TASK GOAL: Range to output from the entries below: the line containing "box: [12, 440, 1068, 1017]" through the line containing "positive clicks: (14, 657)". Set it down exactly, ends included, nothing else.

RECORDS PROVIDED:
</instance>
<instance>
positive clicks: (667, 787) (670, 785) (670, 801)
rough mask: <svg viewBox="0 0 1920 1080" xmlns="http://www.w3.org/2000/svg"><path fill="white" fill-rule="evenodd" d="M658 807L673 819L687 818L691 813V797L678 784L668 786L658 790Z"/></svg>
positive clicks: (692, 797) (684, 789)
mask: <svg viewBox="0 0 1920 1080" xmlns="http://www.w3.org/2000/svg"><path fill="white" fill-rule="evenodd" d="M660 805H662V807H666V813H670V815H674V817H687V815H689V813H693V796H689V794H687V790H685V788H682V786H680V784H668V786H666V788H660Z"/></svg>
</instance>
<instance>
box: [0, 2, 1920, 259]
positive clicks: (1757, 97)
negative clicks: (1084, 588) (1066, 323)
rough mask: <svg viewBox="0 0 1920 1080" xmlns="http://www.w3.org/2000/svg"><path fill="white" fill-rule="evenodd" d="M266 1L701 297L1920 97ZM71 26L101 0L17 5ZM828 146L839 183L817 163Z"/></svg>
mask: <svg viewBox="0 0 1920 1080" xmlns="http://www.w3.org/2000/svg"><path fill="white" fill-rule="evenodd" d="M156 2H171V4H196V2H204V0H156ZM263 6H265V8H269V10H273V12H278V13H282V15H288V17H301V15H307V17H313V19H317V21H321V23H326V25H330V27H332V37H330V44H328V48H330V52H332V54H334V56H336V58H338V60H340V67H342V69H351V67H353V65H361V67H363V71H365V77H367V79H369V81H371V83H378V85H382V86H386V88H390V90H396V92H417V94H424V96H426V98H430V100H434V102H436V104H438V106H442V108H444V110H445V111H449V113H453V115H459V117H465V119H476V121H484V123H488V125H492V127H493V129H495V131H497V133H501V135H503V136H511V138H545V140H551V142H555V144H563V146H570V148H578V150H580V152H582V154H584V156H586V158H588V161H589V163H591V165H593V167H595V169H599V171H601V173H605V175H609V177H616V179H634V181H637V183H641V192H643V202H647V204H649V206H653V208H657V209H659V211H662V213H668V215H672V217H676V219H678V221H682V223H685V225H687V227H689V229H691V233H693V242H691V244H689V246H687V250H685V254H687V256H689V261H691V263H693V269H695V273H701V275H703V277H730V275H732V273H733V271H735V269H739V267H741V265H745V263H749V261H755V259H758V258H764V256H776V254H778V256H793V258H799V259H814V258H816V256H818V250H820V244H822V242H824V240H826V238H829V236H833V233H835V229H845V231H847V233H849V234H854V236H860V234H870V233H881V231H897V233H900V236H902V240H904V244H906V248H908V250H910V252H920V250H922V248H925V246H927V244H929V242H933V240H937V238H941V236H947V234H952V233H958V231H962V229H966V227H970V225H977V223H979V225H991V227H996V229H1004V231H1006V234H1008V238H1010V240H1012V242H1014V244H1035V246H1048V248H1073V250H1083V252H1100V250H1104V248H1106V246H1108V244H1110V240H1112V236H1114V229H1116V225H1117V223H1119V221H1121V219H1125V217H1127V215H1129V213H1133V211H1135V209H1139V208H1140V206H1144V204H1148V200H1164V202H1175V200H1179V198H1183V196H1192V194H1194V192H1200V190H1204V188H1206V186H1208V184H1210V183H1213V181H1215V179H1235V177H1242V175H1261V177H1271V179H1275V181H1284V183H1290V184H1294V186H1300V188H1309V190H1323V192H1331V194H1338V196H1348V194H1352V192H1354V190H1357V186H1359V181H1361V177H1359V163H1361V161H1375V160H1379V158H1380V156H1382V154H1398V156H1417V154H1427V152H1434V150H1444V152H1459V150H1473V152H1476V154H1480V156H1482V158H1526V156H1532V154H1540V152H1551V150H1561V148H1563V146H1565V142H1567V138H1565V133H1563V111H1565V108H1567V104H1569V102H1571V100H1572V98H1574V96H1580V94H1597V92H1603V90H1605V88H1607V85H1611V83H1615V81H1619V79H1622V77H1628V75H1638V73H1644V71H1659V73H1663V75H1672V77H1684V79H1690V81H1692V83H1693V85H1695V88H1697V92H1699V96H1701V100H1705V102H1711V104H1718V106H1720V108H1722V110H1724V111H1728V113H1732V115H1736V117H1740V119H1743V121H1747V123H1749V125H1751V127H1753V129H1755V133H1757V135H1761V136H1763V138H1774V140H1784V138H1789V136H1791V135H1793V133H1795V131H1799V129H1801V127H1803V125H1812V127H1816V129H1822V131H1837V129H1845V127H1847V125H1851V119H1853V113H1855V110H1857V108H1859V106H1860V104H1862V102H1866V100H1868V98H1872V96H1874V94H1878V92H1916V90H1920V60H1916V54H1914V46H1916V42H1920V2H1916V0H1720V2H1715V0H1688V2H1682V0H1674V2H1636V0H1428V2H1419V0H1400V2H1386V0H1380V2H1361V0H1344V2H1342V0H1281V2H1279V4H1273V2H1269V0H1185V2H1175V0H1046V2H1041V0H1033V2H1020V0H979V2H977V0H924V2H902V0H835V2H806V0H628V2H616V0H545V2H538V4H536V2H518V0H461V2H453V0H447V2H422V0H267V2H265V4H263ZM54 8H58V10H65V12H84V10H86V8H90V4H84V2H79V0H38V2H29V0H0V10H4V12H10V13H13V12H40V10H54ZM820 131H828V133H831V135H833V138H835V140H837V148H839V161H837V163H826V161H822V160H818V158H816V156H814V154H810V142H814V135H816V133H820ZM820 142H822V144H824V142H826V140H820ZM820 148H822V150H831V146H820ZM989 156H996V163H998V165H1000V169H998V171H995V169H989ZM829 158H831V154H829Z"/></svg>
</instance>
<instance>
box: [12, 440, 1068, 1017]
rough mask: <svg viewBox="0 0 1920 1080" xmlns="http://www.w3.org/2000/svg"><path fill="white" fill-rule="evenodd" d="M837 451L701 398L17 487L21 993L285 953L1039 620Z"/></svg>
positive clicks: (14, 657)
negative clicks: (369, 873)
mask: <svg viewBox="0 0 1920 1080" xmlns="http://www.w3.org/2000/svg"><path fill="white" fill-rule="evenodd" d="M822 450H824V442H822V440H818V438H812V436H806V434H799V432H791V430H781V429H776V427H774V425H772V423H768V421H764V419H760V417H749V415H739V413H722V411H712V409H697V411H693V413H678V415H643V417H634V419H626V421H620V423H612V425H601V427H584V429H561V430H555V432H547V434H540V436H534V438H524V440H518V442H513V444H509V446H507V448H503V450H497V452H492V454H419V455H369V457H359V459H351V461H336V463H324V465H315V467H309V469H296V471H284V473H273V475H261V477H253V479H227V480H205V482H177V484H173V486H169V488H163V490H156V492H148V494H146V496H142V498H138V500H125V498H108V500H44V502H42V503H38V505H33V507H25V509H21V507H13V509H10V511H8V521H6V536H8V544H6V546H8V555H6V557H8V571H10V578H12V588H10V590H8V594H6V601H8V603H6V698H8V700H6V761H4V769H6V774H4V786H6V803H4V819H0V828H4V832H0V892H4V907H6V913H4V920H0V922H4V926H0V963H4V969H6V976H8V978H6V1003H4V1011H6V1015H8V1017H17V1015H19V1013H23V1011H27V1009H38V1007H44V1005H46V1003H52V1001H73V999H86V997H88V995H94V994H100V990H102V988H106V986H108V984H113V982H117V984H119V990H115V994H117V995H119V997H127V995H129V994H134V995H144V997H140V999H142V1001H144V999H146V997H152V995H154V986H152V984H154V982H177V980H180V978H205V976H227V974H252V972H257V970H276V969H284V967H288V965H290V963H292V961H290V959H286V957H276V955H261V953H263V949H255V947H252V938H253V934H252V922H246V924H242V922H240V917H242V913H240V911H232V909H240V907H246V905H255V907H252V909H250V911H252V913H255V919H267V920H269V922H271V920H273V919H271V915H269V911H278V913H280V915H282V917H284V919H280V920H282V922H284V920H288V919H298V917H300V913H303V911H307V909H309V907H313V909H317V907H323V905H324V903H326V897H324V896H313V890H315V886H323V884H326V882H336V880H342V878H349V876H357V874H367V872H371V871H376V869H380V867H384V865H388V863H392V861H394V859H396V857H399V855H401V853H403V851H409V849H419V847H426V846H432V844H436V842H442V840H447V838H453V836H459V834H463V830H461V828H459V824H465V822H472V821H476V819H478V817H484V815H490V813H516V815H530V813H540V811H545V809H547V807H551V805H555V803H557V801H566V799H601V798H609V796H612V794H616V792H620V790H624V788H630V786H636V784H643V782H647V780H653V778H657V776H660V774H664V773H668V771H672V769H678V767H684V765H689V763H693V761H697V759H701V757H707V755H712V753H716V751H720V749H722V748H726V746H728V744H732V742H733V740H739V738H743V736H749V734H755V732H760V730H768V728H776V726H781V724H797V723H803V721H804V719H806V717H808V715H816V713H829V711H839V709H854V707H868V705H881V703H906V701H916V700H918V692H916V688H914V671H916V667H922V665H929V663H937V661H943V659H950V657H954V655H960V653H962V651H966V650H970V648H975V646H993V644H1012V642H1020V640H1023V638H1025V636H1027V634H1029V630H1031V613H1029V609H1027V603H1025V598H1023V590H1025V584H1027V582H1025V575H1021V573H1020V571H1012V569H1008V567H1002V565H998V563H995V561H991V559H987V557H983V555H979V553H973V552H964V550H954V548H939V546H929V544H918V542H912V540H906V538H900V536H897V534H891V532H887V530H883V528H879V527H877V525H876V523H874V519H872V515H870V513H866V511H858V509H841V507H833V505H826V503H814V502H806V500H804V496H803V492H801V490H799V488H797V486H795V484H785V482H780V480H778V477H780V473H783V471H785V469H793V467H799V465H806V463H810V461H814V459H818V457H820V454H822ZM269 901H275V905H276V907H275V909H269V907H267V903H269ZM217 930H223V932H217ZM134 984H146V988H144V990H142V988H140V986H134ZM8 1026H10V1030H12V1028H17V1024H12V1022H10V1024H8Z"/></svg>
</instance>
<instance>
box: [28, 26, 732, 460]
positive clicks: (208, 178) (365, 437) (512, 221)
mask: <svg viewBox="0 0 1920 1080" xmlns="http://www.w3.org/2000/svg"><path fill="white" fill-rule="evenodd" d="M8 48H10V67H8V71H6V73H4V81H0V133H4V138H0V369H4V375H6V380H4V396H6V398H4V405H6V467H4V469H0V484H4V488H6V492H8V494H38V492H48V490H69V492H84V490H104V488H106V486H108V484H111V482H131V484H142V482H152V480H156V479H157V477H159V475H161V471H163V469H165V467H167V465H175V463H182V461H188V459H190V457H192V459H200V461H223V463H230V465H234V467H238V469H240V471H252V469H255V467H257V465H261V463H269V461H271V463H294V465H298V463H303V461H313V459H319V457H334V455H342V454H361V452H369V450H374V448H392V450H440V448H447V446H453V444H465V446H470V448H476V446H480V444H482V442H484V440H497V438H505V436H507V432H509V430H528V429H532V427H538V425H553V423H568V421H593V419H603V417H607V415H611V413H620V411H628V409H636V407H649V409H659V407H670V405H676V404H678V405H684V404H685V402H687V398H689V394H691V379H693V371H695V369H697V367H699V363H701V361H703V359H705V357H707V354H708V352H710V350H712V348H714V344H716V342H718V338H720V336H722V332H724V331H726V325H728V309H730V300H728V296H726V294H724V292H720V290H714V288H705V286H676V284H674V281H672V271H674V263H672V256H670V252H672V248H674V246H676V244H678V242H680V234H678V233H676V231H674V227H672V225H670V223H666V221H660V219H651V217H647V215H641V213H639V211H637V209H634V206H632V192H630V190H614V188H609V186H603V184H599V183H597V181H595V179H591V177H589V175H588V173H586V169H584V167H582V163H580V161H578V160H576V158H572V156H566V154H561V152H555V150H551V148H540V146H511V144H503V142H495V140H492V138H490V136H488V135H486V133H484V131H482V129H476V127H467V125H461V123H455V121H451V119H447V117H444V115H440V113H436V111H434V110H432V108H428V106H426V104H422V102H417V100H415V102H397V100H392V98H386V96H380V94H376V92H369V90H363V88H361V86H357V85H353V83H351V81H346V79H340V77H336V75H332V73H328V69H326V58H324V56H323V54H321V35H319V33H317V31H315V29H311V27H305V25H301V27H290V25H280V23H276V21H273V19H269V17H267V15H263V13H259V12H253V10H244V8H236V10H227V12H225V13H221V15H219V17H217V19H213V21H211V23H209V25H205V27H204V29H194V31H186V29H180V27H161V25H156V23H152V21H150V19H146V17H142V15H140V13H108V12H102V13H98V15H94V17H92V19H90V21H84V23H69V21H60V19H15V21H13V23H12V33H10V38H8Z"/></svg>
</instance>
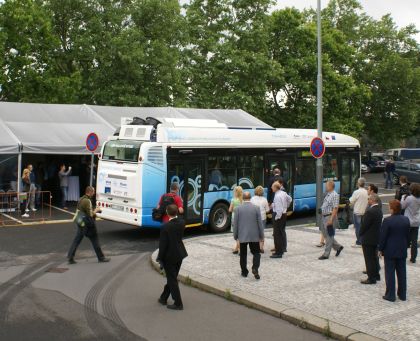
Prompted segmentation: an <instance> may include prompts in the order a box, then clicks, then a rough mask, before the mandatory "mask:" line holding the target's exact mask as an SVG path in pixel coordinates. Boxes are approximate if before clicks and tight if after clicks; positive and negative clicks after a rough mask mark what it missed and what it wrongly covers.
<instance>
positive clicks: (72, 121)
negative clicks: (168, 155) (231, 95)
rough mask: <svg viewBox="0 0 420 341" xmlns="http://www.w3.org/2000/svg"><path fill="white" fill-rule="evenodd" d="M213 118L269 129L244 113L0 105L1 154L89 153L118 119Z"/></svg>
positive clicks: (104, 138)
mask: <svg viewBox="0 0 420 341" xmlns="http://www.w3.org/2000/svg"><path fill="white" fill-rule="evenodd" d="M133 116H137V117H141V118H146V117H148V116H151V117H155V118H169V117H174V118H197V119H199V118H201V119H204V118H206V119H215V120H217V121H219V122H221V123H226V124H227V125H228V126H230V127H269V126H268V125H267V124H265V123H264V122H262V121H260V120H258V119H257V118H255V117H253V116H251V115H250V114H248V113H246V112H245V111H243V110H222V109H182V108H170V107H164V108H139V107H106V106H89V105H74V104H73V105H72V104H37V103H14V102H0V153H2V154H4V153H16V152H18V148H19V145H21V146H22V151H23V152H24V153H39V154H89V152H88V151H87V150H86V147H85V141H86V137H87V135H88V134H89V133H91V132H95V133H96V134H97V135H98V136H99V140H100V142H103V141H105V140H107V138H108V137H109V136H111V135H112V134H113V133H114V131H115V128H116V127H118V126H120V121H121V117H133Z"/></svg>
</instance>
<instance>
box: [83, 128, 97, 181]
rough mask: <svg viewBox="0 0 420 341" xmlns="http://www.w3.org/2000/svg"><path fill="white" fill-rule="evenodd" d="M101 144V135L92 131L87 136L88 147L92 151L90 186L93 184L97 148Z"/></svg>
mask: <svg viewBox="0 0 420 341" xmlns="http://www.w3.org/2000/svg"><path fill="white" fill-rule="evenodd" d="M98 146H99V137H98V135H96V134H95V133H90V134H89V135H88V136H87V138H86V149H87V150H88V151H90V152H91V153H92V154H91V158H90V181H89V186H93V167H94V166H95V150H96V149H98Z"/></svg>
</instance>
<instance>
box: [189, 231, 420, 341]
mask: <svg viewBox="0 0 420 341" xmlns="http://www.w3.org/2000/svg"><path fill="white" fill-rule="evenodd" d="M287 233H288V252H287V253H286V254H285V257H284V258H283V259H270V258H269V255H270V253H269V252H268V250H269V249H271V248H272V246H273V240H272V236H271V234H272V232H271V230H267V231H266V246H265V248H266V252H265V254H263V255H262V260H261V269H260V274H261V280H260V281H256V280H255V279H254V278H253V276H249V277H248V278H242V277H241V276H240V268H239V257H238V256H235V255H233V254H232V253H231V249H232V247H233V244H234V243H233V239H232V235H216V236H206V237H199V238H195V239H191V240H188V241H187V242H186V246H187V250H188V253H189V257H188V258H187V259H186V260H185V262H184V263H183V268H182V271H181V275H182V276H183V277H184V281H185V280H186V281H189V282H191V280H193V284H194V285H195V286H198V287H201V288H203V289H206V290H208V291H213V292H215V293H217V294H219V295H220V294H223V292H225V294H224V295H225V296H226V297H227V298H229V299H234V300H236V301H239V302H242V303H244V302H246V303H248V305H250V306H254V307H257V308H258V309H261V310H265V311H266V312H269V313H272V314H274V315H278V316H279V317H280V316H281V317H282V318H285V319H288V320H289V321H292V322H295V323H296V322H298V321H300V322H299V323H300V324H302V325H303V326H308V327H310V328H312V329H315V330H317V329H318V331H322V330H324V332H331V334H332V335H333V336H335V337H338V338H340V339H348V340H370V339H374V338H369V335H370V336H374V337H377V338H380V339H384V340H390V341H391V340H392V341H394V340H398V341H405V340H407V341H416V340H420V325H419V323H418V321H420V267H419V265H417V264H416V265H412V264H411V263H408V264H409V265H408V266H407V271H408V300H407V301H406V302H401V301H397V302H396V303H390V302H387V301H384V300H383V299H382V295H383V294H384V292H385V283H384V273H383V269H382V270H381V277H382V281H381V282H380V283H379V284H377V285H362V284H360V280H361V279H364V278H365V276H364V275H363V274H362V270H364V269H365V265H364V260H363V255H362V250H361V249H354V248H351V244H352V243H353V242H354V230H353V229H350V230H339V231H337V235H336V238H337V240H338V241H339V242H340V243H341V244H343V245H344V251H343V252H342V254H341V256H340V257H338V258H336V257H335V253H333V252H332V253H331V257H330V259H329V260H326V261H319V260H318V257H319V256H320V255H321V254H322V250H320V249H319V248H317V247H315V245H316V244H317V242H318V241H319V233H318V231H317V229H315V228H290V229H288V231H287ZM249 257H250V255H249ZM248 265H249V267H250V266H251V259H250V258H249V263H248ZM381 266H382V268H383V262H382V260H381ZM200 282H202V283H201V284H202V285H200ZM241 297H242V299H241ZM253 302H254V303H255V304H253ZM293 317H294V318H293ZM326 320H327V321H328V322H326ZM317 325H318V327H317ZM323 326H324V327H323ZM360 332H361V333H360ZM366 334H367V335H366Z"/></svg>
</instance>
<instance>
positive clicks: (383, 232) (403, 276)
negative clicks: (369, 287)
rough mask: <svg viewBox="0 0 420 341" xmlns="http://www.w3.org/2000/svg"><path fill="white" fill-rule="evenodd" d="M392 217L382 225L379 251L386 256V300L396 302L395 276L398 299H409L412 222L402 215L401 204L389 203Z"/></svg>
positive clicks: (385, 269)
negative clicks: (396, 279)
mask: <svg viewBox="0 0 420 341" xmlns="http://www.w3.org/2000/svg"><path fill="white" fill-rule="evenodd" d="M389 211H390V212H391V216H390V217H388V218H385V219H384V221H383V223H382V229H381V237H380V243H379V251H380V252H381V254H382V256H384V262H385V282H386V291H385V295H384V296H383V297H382V298H383V299H384V300H387V301H390V302H395V300H396V297H395V274H397V278H398V291H397V294H398V297H399V298H400V300H401V301H405V300H406V299H407V270H406V259H407V245H408V242H409V240H410V220H409V219H408V218H407V217H405V216H403V215H401V203H400V202H399V201H398V200H392V201H391V202H390V203H389Z"/></svg>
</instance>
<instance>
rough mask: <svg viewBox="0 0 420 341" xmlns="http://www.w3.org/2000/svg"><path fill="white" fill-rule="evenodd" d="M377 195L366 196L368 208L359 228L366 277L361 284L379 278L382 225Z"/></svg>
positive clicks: (376, 280)
mask: <svg viewBox="0 0 420 341" xmlns="http://www.w3.org/2000/svg"><path fill="white" fill-rule="evenodd" d="M378 199H379V197H378V195H377V194H371V195H369V198H368V205H369V208H368V209H367V210H366V212H365V215H364V217H363V221H362V226H361V228H360V238H361V239H362V249H363V255H364V257H365V263H366V272H367V275H368V278H367V279H366V280H364V281H361V283H362V284H376V281H379V280H380V279H381V277H380V275H379V266H378V264H379V260H378V257H379V256H378V245H379V235H380V231H381V225H382V218H383V214H382V210H381V209H380V207H379V205H378Z"/></svg>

EXPECTED OUTPUT:
box: [12, 440, 1068, 1017]
rough mask: <svg viewBox="0 0 1920 1080" xmlns="http://www.w3.org/2000/svg"><path fill="white" fill-rule="evenodd" d="M837 451L701 398L17 487L21 993L285 953L1039 620Z"/></svg>
positive clicks: (14, 657)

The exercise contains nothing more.